** Begin DATA TO USE **

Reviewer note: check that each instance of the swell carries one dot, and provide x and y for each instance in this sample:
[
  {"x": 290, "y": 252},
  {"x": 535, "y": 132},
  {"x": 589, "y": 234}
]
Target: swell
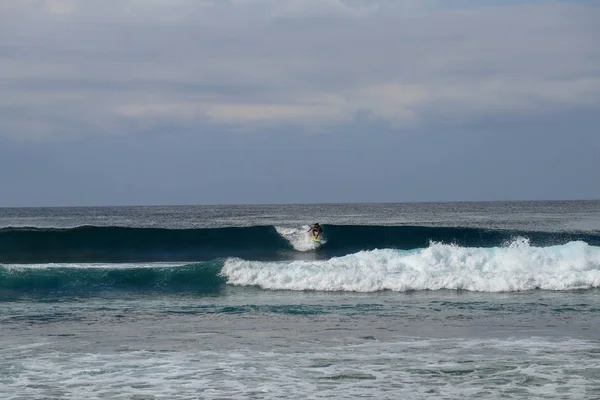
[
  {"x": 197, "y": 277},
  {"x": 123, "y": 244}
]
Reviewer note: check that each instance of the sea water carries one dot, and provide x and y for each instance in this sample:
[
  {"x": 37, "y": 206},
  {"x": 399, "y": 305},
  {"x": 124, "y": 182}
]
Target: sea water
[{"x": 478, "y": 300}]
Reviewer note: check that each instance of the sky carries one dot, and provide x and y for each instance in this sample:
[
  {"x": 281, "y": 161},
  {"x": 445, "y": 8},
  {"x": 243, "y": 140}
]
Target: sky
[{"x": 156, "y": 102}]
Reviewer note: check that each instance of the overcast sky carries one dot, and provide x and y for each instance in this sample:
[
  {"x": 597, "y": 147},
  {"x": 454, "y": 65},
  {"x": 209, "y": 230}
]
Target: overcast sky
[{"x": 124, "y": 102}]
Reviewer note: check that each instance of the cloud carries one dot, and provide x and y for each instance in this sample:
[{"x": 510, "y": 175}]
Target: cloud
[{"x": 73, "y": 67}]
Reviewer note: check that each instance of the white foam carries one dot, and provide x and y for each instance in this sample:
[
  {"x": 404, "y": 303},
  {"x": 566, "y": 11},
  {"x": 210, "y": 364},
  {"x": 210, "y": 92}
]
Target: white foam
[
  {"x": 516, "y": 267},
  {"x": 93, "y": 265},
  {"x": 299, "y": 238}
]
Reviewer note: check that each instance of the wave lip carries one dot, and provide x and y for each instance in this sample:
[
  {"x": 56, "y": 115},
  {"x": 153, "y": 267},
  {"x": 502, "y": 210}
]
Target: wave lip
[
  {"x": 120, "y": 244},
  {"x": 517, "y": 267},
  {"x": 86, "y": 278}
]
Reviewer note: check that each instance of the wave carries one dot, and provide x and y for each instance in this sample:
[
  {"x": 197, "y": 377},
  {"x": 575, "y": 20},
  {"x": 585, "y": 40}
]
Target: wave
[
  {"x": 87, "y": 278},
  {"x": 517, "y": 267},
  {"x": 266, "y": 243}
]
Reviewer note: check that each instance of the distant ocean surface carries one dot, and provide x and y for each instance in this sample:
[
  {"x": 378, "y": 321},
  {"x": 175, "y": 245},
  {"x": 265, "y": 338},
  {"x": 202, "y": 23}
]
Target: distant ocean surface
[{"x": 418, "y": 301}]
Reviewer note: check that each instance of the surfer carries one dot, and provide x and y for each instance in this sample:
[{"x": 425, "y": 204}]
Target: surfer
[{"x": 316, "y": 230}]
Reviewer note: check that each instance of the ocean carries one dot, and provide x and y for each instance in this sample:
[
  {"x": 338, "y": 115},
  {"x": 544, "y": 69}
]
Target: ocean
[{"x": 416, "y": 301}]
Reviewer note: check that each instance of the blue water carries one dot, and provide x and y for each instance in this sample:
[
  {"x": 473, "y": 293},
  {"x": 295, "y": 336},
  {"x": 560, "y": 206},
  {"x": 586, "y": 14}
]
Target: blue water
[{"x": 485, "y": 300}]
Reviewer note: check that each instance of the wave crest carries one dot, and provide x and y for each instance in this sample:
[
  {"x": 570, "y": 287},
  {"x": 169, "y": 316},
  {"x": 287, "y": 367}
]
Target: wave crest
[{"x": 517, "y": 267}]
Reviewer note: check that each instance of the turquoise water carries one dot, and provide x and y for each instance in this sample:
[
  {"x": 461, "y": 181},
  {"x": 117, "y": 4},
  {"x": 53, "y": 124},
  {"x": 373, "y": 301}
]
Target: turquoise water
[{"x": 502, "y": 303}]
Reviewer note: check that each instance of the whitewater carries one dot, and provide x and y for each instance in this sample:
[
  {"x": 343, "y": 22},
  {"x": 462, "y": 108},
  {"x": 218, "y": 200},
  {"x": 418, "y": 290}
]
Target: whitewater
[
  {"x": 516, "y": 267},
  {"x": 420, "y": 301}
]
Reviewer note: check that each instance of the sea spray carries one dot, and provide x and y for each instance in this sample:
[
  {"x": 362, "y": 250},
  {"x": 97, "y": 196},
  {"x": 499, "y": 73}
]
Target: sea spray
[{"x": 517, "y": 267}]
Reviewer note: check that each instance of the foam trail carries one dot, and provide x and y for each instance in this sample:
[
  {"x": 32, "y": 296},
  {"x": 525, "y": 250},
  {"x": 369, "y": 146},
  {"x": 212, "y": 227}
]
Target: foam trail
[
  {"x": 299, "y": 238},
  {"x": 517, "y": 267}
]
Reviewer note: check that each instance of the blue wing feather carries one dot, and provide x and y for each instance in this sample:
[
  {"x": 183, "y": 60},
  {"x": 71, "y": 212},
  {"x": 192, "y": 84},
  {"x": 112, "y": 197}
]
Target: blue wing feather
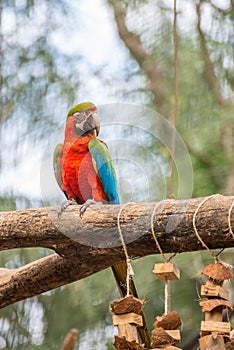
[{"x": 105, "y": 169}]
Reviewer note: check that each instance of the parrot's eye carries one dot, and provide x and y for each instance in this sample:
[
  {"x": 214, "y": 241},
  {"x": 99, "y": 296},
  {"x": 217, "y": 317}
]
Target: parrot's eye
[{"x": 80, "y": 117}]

** End DATA TO USE **

▸ TASK DETAILS: Duplicate every item above line for line, omitting the pictures from your copy.

▸ WRITTEN RESPONSE:
Reviewer note: check that each instance of the swell carries one dot, and provide x and y for each instance in this sample:
[
  {"x": 290, "y": 252},
  {"x": 535, "y": 132},
  {"x": 589, "y": 234}
]
Target: swell
[
  {"x": 197, "y": 277},
  {"x": 123, "y": 244}
]
Reviewer note: check that each instance of the sea water carries one dot, and provide x and y for each instance in this sample:
[
  {"x": 37, "y": 206},
  {"x": 399, "y": 305},
  {"x": 124, "y": 182}
]
Target: sea water
[{"x": 478, "y": 300}]
Reviewer note: check that each instance of the sky carries one dot, and provide x and y for each instance in this sample:
[
  {"x": 281, "y": 161},
  {"x": 445, "y": 8},
  {"x": 243, "y": 140}
]
Target: sky
[{"x": 156, "y": 102}]
Reviewer note: check that each instance of the overcast sky carries one dot, and provide x and y for each instance in this sample:
[
  {"x": 597, "y": 147},
  {"x": 454, "y": 65},
  {"x": 209, "y": 230}
]
Target: overcast sky
[{"x": 124, "y": 102}]
Reviewer note: check that each instance of the cloud carries one dot, and provide x and y for each instance in this sample:
[{"x": 510, "y": 175}]
Target: cloud
[{"x": 73, "y": 67}]
Reviewer note: check that each instance of the white foam carries one dot, and provide x and y for each instance in this sample:
[
  {"x": 404, "y": 303},
  {"x": 566, "y": 11},
  {"x": 210, "y": 364},
  {"x": 210, "y": 92}
]
Target: white foam
[
  {"x": 516, "y": 267},
  {"x": 93, "y": 265},
  {"x": 299, "y": 238}
]
Reviewer note: check that each instance of the wave lip carries one dot, and provide x and y for each instance in this sample:
[
  {"x": 56, "y": 115},
  {"x": 153, "y": 267},
  {"x": 502, "y": 210}
]
Target: wave lip
[
  {"x": 120, "y": 244},
  {"x": 517, "y": 267},
  {"x": 86, "y": 278}
]
Reviewer note: check that each instance of the wave carries one dot, and provide x and y for each instance in this sample:
[
  {"x": 197, "y": 377},
  {"x": 575, "y": 20},
  {"x": 585, "y": 40}
]
Target: wave
[
  {"x": 87, "y": 278},
  {"x": 517, "y": 267},
  {"x": 266, "y": 243}
]
Reviewer note: check that each instance of the distant ocean surface carries one dot, and provide x and y for each instance in this sample:
[
  {"x": 378, "y": 321},
  {"x": 175, "y": 245},
  {"x": 265, "y": 338},
  {"x": 202, "y": 23}
]
Target: distant ocean surface
[{"x": 418, "y": 301}]
Reviewer note: check that each instance of the surfer carries one dot, and provide x and y for each instance in this sample:
[{"x": 425, "y": 204}]
Target: surfer
[{"x": 316, "y": 230}]
Reviewer note: check that each instance of the ocean carries one dot, and provide x and y for each instance in this sample:
[
  {"x": 338, "y": 115},
  {"x": 544, "y": 69}
]
Target: ocean
[{"x": 416, "y": 301}]
Reviewer note: check that each instance of the blue water carries one dot, and provide x and y for each instance in this sample:
[
  {"x": 473, "y": 293},
  {"x": 295, "y": 336},
  {"x": 560, "y": 206},
  {"x": 586, "y": 14}
]
Target: blue water
[{"x": 485, "y": 300}]
Reviewer note: check that each instance of the wave crest carries one dot, and provide x and y for each instance in this sample:
[
  {"x": 570, "y": 287},
  {"x": 169, "y": 316},
  {"x": 287, "y": 367}
]
Target: wave crest
[{"x": 517, "y": 267}]
Reviewer note: check that each instance of the turquoise water carries one dot, and provide x and y for each instance in this sample:
[
  {"x": 461, "y": 181},
  {"x": 117, "y": 4},
  {"x": 53, "y": 124},
  {"x": 373, "y": 301}
]
Target: turquoise water
[{"x": 502, "y": 303}]
Reviewer note: check that each instance of the whitewater carries one dot, and provide x and y for each instance in this sample:
[
  {"x": 343, "y": 22},
  {"x": 462, "y": 108},
  {"x": 218, "y": 200},
  {"x": 418, "y": 290}
]
Target: whitewater
[
  {"x": 516, "y": 267},
  {"x": 420, "y": 301}
]
Reviewer note: check that each instance of the sea spray carries one dot, and provide x and y for each instance in this sample:
[
  {"x": 362, "y": 250},
  {"x": 97, "y": 196},
  {"x": 499, "y": 73}
]
Target: sea spray
[{"x": 517, "y": 267}]
Reviewer note: check that each instance of the foam trail carries one dot, and provide x and y for each instance in this sample:
[
  {"x": 32, "y": 296},
  {"x": 525, "y": 250},
  {"x": 369, "y": 146},
  {"x": 212, "y": 227}
]
Target: foam trail
[
  {"x": 299, "y": 238},
  {"x": 517, "y": 267}
]
Reviewer note: check that each instance of the blue wing feather carries one dot, and provide x and y for each instance in this sample:
[
  {"x": 183, "y": 60},
  {"x": 71, "y": 212},
  {"x": 192, "y": 84},
  {"x": 112, "y": 197}
]
Target: blue wing feather
[{"x": 105, "y": 169}]
Reviewer note: check that each instance of the parrot's eye carries one dot, and provide x and y for each instance in this sample:
[
  {"x": 214, "y": 241},
  {"x": 99, "y": 296},
  {"x": 217, "y": 317}
]
Target: parrot's eye
[{"x": 80, "y": 117}]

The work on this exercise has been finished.